Task objective: Go through the entries below and write each one out exactly.

(Data extracted from a collection)

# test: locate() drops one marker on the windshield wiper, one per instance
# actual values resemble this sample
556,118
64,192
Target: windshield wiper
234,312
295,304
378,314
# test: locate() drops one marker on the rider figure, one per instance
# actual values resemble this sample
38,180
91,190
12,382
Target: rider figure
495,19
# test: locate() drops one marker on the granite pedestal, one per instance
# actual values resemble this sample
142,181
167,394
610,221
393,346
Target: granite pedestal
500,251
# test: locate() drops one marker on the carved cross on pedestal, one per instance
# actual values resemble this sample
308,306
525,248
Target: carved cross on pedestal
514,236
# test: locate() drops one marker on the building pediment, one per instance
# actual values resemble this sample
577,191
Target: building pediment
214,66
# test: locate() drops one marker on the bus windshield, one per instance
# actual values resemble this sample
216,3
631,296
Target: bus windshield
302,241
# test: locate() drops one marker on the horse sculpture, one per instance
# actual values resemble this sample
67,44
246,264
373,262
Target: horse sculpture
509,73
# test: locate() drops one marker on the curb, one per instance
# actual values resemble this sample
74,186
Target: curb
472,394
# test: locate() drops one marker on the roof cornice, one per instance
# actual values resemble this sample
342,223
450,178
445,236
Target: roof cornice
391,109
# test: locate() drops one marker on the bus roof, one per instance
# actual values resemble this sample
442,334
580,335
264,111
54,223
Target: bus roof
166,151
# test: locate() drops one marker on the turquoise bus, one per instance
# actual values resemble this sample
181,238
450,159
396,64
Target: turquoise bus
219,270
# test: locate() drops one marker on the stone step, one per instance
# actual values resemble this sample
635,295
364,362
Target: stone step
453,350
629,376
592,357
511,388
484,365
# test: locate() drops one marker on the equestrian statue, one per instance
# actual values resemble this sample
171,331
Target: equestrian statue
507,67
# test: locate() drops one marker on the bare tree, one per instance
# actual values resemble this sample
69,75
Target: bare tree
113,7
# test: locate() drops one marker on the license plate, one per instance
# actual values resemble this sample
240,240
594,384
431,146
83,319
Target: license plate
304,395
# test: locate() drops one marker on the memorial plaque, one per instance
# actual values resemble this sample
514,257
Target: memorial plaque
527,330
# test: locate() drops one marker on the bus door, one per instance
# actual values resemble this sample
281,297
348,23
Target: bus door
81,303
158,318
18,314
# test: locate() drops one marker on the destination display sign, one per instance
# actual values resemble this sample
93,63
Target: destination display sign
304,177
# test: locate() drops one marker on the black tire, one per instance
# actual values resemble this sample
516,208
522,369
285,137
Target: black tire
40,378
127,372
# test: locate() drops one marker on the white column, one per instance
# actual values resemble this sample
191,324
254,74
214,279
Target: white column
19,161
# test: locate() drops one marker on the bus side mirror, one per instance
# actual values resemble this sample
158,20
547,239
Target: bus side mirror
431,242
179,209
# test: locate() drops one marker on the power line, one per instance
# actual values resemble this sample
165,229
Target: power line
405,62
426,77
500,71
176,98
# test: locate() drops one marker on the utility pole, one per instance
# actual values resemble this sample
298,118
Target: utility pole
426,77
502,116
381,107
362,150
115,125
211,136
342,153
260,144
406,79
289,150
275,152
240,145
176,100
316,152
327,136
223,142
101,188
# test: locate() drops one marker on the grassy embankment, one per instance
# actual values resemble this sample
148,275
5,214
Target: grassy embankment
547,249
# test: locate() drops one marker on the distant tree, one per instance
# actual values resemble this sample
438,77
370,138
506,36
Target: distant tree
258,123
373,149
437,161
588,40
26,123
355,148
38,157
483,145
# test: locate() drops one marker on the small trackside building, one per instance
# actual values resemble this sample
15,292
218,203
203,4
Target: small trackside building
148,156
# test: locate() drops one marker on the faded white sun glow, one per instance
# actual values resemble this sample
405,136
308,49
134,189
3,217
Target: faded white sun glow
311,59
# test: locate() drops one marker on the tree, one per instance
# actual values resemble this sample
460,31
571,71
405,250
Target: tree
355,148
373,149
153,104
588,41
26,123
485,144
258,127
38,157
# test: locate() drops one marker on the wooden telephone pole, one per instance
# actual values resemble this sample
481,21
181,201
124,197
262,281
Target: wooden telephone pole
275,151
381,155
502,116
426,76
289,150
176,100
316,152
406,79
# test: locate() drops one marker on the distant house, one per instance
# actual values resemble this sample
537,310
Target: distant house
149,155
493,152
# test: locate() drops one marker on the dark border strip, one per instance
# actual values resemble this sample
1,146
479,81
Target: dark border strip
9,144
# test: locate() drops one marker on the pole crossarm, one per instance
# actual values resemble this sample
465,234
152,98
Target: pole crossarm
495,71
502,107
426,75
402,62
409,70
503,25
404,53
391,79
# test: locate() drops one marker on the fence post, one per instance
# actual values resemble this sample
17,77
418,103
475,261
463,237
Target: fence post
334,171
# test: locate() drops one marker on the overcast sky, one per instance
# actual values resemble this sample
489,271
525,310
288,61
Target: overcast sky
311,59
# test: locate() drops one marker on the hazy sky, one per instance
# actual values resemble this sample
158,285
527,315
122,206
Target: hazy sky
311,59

Answer in full:
# test: locate() drops one marker on the windshield wiper, one per instance
# actual values resemble this sample
556,118
64,192
Target: windshield wiper
234,312
295,304
378,314
# test: locate() drops one marker on the rider figure, one per instance
# actual values resemble this sample
38,180
91,190
12,382
Target: rider figure
495,19
# test: locate() drops one marker on the granite pedestal, one per instance
# actual values resemble this sample
142,181
167,394
610,221
393,346
Target: granite pedestal
500,251
# test: locate() drops one marker on the carved cross on pedestal, one per instance
# actual values resemble this sample
308,306
525,248
Target: carved cross on pedestal
514,236
# test: locate() drops one marker on the building pediment, one per instance
# actual values resemble this sample
577,191
Target: building pediment
214,66
# test: locate() drops one marker on the bus windshield, one per instance
# actual values resemble this sample
216,3
631,296
Target: bus windshield
302,241
# test: locate() drops one marker on the horse sculpture, one per instance
# actual values resemble this sample
67,44
246,264
373,262
Target: horse sculpture
509,73
# test: locate() drops one marker on the curb, one per instance
# actual values resemble this sample
74,186
Target: curb
472,394
# test: locate() drops one marker on the roof cornice, one per instance
# actual values resemble this sample
342,223
450,178
445,236
Target: roof cornice
391,109
# test: locate() drops one marker on the bus roof, one per instance
# actual values resemble this sample
442,334
580,335
264,111
54,223
Target: bus roof
166,151
# test: locate() drops one marker on the turquoise bus, one per instance
# actual values resemble this sample
181,238
450,159
396,64
Target: turquoise bus
219,270
# test: locate() drops one marker on the stone step, one per instance
# actual values resemble this sample
635,295
364,362
Target: stone step
453,350
629,376
592,357
511,388
484,365
# test: locate() drops one marker on the equestrian statue, one per instance
# actual values resemble this sample
171,331
Target: equestrian statue
507,67
# test: locate() drops one marker on the bare tree, one per instance
# actual values resemble this sample
69,75
Target: bare tree
113,7
# test: locate() drops one marker on the license plate, one per instance
# actual values resemble this sample
240,240
594,384
431,146
83,319
Target: license plate
304,395
# test: locate() drops one marker on the memorial plaque, one per instance
# actual values resemble this sample
514,257
Target: memorial plaque
527,330
# test: locate() drops one marker on the bus door, one per instance
# actual values resemble this sample
281,297
348,23
Target: bus door
81,303
158,318
18,314
# test: locate() drops one marker on the destination display sign, one per instance
# actual values resemble this sample
93,63
Target: destination display sign
304,177
# test: locate() drops one marker on the black tire, one per instance
# actual values resemble this sample
516,208
522,369
285,137
Target: black tire
40,378
127,372
# test: locate() drops one marker on the white column, one per instance
# actual values resemble this sample
191,324
254,74
214,279
Target: white column
19,161
# test: locate() drops one marker on the bus side mirror, one per instance
# actual values resemble this sample
158,20
547,239
Target: bus side mirror
431,242
179,209
# test: locate() drops one marker on the power line, one per instance
# actual values resemble this sample
165,229
Target: power line
405,62
426,77
500,71
176,98
# test: locate() drops one marker on the utility pole, one per instance
# actual values resemble this sample
298,118
Target: utility pole
426,77
502,116
381,107
362,150
115,125
211,136
342,153
260,144
406,79
289,150
275,152
240,145
176,100
316,152
327,136
223,142
101,188
# test: locate() drops one marker on the grassy embankment, one per instance
# actual values resemble this sample
148,275
5,214
Target: grassy embankment
547,249
# test: locate() drops one marker on the distant tree, one per instance
# actual values resemble this sample
438,77
370,138
506,36
Target: distant tree
258,123
373,149
437,161
588,40
26,123
355,148
38,157
483,145
# test: locate() drops one marker on the small trackside building, one per instance
# actual values resemble this sample
15,292
218,203
203,4
Target: small trackside building
148,156
# test: locate() drops one marker on the faded white sun glow, one per instance
# actual values resemble this sample
405,136
308,49
134,189
3,217
Target: faded white sun glow
311,59
# test: locate() drops one marker on the tree, one per instance
# actual values resemble this sample
460,31
571,71
405,250
Target: tree
355,148
373,149
153,104
588,41
26,123
485,144
258,127
38,157
# test: locate() drops one marker on the wooden telephone pole, one per instance
# actual values resemble this sample
481,21
181,201
124,197
262,281
Target: wooden telephone pole
275,151
381,155
502,116
426,76
289,150
176,100
316,152
406,79
# test: locate() drops one marker on the distant house, one per instance
# actual values resemble this sample
537,310
Target: distant house
149,155
493,152
# test: locate() drops one marker on the dark border strip, one per instance
# actual values resemble this sample
1,146
479,81
Target: dark border strip
9,144
# test: locate() drops one marker on the pole crossarm, one per instance
# actual values resemble this sample
465,234
152,98
Target: pole crossarm
495,71
502,107
426,75
402,62
409,70
503,25
404,53
391,79
# test: locate() drops one marker on the fence post, one per instance
# actual values resemble this sample
17,77
418,103
475,261
463,237
Target: fence post
334,171
# test: locate() drops one marker on the overcast sky, one per instance
# actual values resemble this sample
489,271
525,310
288,61
Target: overcast sky
311,59
# test: locate() drops one marker on the hazy sky, one per instance
# actual values resemble this sample
158,285
527,315
122,206
Target: hazy sky
311,59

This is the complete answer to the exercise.